DOCUMENT PASSAGE:
⁂
In this paper we analyze the results of four BD-CVIs. Three of them are based on traditional CVIs—the BD-Silhouette, BD-Dunn and Davies-Bouldin indices—and the other is based on the Within Set Sum of Square Error (WSSSE) index offered by the MLlib. These BD-CVIs will be defined below. Let $\mathsf{\Omega }$ be the space of the objects with a given distance d. Let ${\left\{A_k\right\}}_{k=1..N}$ be a set of clusters so that ${\bigcup }_k{A}_k=\mathsf{\Omega }$ and $A_i\cap A_j=Ø\forall i\ne j$. Let $C_k$ be the centroid of $A_k$ and $C_0$ the centroid of $\mathsf{\Omega }$.

BD-Silhouette: This index [11] is defined as the difference between inter-cluster and intra-cluster distances, divided by the maximum of them. The inter-cluster distance is the average of distances between each cluster centroid and global centroid $C_0$. It is defined by:

$${\displaystyle inter\text{-}cluster=\frac{1}{N}\sum _{k=1}^{N}d(C_k,C_0)}$$

(1)

The intra-cluster distance is defined as the average of the sum of the distances between each point and the centroid of the cluster to which it belongs. It is defined by the following equations:

$${\displaystyle r_k=\frac{1}{|A_k|}\sum _{x_i\in A_k}d(x_i,C_k)}$$

(2)

$${\displaystyle intra\text{-}cluster=\frac{1}{\left|N\right|}\sum _{k=1}^N{r}_k}$$

(3)

Therefore, the BD-Silhouette index is defined as follows:

$$BD\text{-}Silhouette=\frac{inter\text{-}cluster-intra\text{-}cluster}{max\{inter\text{-}cluster,intra\text{-}cluster\}}$$

(4)

This value can range from −1 to 1 depending on the separation and consistency of the clusters. At the negative end, it will take the value −1 when there is only one cluster, and at the positive end, it will take the value 1 when there is a cluster for each of the dataset elements. In order to find an optimal value, it is necessary to look for the lowest possible K that maximizes the coherence and consistency of the cluster, being this the first maximum of the BD-Silhouette index.

BD-Dunn: This index [11] relates the maximum distance between all the points belonging to the same cluster and its corresponding centroid, and the minimum distance between these centroids and the global centroid.

$$BD\text{-}Dunn=\frac{\underset{k=1..N}{min}\left\{d(C_k,C_0)\right\}}{\underset{k=1..N}{max}\underset{x_i\in A_k}{max}\left\{d(x_i,C_k)\right\}}$$

(5)
⁂
DIRECTIONS:
A: Please rewrite the cluster validity index passage from "Therefore, the BD-Silhouette" up to and including "the global centroid.", replacing "consistency" with "cohesion".
B: Write the next part of the cluster validity index passage, picking up after its final sentence.

SUPPLIED RECORDS:
⁂
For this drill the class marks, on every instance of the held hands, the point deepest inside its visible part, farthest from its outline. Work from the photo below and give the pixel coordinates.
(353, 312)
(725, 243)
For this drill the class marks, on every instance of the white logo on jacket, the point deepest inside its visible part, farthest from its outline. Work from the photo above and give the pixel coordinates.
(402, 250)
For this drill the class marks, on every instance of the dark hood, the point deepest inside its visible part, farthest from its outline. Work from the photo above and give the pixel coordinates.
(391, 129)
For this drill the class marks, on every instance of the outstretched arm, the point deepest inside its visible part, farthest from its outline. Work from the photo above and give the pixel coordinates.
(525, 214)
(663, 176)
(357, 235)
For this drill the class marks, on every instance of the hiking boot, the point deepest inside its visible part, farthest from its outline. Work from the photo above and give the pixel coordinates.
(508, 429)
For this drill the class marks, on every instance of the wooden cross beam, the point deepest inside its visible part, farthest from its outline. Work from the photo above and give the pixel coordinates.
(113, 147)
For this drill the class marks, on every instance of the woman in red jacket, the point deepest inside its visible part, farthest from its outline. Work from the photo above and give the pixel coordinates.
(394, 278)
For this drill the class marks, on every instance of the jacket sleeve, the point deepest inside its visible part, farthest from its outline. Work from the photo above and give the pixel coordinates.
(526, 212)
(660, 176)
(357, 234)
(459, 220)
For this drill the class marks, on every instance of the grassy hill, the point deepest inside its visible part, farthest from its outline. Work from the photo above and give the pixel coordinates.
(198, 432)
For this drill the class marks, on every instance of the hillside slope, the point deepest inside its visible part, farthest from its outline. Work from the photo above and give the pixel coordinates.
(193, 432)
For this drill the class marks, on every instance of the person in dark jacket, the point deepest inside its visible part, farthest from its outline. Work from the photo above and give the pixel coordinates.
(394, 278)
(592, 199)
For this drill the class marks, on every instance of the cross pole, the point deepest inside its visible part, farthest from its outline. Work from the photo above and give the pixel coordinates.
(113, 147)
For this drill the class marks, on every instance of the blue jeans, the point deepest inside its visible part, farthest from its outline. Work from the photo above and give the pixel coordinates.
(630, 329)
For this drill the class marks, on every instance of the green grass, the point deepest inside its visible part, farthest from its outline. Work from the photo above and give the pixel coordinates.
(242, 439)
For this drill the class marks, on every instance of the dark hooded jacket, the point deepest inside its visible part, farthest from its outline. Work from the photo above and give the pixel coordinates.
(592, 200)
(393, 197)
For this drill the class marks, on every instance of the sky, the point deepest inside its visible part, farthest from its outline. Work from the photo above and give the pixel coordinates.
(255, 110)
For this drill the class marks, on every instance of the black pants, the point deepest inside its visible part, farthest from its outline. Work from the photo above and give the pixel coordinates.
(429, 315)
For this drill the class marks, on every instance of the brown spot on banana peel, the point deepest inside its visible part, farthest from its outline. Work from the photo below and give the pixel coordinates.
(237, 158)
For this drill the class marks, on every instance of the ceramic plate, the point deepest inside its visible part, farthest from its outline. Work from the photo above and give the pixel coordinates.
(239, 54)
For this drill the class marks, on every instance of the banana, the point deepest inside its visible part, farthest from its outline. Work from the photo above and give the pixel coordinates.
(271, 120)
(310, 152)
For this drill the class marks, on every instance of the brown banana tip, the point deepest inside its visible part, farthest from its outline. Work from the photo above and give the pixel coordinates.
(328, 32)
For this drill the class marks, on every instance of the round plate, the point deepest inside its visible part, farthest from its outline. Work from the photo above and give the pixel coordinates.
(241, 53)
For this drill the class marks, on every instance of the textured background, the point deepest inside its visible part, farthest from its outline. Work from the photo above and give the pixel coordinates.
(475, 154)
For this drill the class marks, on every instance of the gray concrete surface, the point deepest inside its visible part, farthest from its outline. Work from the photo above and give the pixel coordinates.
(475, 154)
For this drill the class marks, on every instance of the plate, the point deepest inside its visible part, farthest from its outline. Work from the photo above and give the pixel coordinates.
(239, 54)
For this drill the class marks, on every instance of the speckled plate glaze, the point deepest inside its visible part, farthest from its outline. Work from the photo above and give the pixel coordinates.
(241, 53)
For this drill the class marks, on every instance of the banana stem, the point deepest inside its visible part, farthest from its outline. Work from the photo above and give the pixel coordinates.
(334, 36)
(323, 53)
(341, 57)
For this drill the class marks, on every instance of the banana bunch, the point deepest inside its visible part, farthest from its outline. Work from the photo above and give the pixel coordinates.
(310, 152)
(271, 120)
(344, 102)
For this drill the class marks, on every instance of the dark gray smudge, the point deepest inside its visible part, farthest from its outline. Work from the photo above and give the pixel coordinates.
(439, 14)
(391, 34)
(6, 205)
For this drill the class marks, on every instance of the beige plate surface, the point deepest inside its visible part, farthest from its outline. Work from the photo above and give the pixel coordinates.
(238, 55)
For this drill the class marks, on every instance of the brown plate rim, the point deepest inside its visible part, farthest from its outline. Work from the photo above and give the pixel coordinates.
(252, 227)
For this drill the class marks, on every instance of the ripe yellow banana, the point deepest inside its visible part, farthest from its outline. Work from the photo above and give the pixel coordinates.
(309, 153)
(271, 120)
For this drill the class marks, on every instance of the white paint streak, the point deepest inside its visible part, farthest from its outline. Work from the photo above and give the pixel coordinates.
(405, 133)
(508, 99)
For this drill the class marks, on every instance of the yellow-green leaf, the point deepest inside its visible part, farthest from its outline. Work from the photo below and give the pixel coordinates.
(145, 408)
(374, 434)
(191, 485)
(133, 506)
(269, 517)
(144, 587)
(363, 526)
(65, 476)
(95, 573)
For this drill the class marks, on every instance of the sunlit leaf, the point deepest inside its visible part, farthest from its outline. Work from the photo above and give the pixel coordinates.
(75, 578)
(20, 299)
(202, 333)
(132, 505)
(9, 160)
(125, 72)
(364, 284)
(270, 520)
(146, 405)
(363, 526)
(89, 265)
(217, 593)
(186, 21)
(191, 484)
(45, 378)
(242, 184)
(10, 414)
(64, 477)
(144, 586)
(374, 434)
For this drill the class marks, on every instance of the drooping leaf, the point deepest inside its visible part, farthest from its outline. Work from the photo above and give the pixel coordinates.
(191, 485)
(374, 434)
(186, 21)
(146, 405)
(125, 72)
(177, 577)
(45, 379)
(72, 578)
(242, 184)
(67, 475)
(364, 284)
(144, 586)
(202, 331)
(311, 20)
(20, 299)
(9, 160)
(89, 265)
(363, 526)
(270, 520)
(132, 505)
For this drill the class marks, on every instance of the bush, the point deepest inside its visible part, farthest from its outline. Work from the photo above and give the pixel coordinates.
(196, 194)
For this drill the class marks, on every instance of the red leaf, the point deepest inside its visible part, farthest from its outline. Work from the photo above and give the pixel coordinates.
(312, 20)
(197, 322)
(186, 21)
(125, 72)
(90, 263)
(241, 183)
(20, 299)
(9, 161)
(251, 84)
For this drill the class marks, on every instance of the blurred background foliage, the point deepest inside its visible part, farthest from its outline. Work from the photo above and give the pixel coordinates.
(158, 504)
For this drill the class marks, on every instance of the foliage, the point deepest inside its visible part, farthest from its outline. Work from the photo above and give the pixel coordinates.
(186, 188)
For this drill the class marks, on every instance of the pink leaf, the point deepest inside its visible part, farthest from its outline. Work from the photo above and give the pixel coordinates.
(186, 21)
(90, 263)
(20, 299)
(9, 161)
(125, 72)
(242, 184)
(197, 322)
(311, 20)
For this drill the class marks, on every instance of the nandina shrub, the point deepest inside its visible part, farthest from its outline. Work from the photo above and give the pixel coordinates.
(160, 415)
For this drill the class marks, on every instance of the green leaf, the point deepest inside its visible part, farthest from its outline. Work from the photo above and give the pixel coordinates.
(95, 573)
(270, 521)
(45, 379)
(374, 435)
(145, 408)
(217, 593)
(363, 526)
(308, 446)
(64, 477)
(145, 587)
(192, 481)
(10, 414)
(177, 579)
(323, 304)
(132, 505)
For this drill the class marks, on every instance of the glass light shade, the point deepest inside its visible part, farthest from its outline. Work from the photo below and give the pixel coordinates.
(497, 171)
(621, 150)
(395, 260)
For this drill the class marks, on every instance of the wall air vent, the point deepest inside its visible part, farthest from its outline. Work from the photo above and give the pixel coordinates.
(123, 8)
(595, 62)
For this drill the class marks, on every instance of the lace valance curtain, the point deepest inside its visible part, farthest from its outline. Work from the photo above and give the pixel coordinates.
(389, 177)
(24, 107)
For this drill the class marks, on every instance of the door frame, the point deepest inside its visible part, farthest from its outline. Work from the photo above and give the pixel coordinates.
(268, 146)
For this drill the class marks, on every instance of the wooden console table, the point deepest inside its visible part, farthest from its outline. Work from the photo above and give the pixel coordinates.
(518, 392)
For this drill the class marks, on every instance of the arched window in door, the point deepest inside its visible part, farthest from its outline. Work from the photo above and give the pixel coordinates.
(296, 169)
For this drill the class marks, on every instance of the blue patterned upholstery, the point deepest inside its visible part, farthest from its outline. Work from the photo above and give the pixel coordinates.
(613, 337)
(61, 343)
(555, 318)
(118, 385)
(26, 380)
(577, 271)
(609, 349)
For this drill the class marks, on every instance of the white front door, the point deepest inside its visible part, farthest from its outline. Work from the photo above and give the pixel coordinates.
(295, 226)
⁂
ANSWER LIST:
A:
Therefore, the BD-Silhouette index is defined as follows:

$$BD\text{-}Silhouette=\frac{inter\text{-}cluster-intra\text{-}cluster}{max\{inter\text{-}cluster,intra\text{-}cluster\}}$$

(4)

This value can range from −1 to 1 depending on the separation and cohesion of the clusters. At the negative end, it will take the value −1 when there is only one cluster, and at the positive end, it will take the value 1 when there is a cluster for each of the dataset elements. In order to find an optimal value, it is necessary to look for the lowest possible K that maximizes the coherence and cohesion of the cluster, being this the first maximum of the BD-Silhouette index.

BD-Dunn: This index [11] relates the maximum distance between all the points belonging to the same cluster and its corresponding centroid, and the minimum distance between these centroids and the global centroid.

B:
This value is 0 if there is only one cluster and tends to zero when the number of clusters increases. Therefore, a maximum value in the BD-Dunn graph implies a higher quality of the clusters.

Davies-Bouldin: This index [31] assesses how distant clusters can be in order to make them of higher quality. Therefore, we will choose the first minimum of the Davies-Bouldin value chart to create a better model. The index is defined as follows:

$${\displaystyle Davies\text{-}Bouldin=\frac{1}{N}\sum _i^N\sum _j^N\underset{i\ne j}{max}\frac{r_i+r_j}{d(C_i,C_j)}}$$

(6)

where $r_i$ and $r_j$ are represented in Equation (2), and $d(C_i,C_j)$ is the distance between the centroids $C_i$ and $C_j$.

Within Set Sum of Square Errors (WSSSE): This index [32] is implemented in the MLlib. It is a measure of cluster cohesiveness and it calculates the sum of the distances from each point to the centroid of its cluster.

$${\displaystyle WSSSE=\sum _{x_i\in A_k}d{(x_i,C_k)}^2}$$

(7)

The optimal k is generally the one with a global minimum or the result after applying the “elbow method” to the WSSSE graph [33].

Majority Voting Methodology

The aim is to apply this group of indices to the complete set of data so that we can validate them and also obtain the optimal number of clusters K, which will be used as an input parameter of the parallelized k-means algorithm. In this sense, this work proposes a methodology of majority voting [34], which combines the results obtained of the application of the four indices above as a single result.

The voting strategy is now explained. The application of each of the indices separately to the complete dataset generates a graph that will show maxima or minima indicating the optimal number of clusters according to each case. Therefore, each of the graphs will have a first best value, a second best value, a third best value, and so on.

The voting system will evaluate the best results of all indices so that we extract as a result of the optimal k number of clusters to group our dataset.

There is a favourable and ideal situation: that all indices coincide with the best value or that most (i.e., at least three) coincide. In this case, we will take this value as the optimum k.

However, a second situation may arise: there are no coincidences or these are the minority (that is, fewer than three). When this case occurs, in addition to the first best values, the second best results of the four indices will be also considered. If a majority is not reached, we will study the third best results, and so on until we find a majority that matches. The selected k will then be the one that is repeated most times until the majority is found.

An example of the application of this system is shown in

Table 1. Majority voting methodology.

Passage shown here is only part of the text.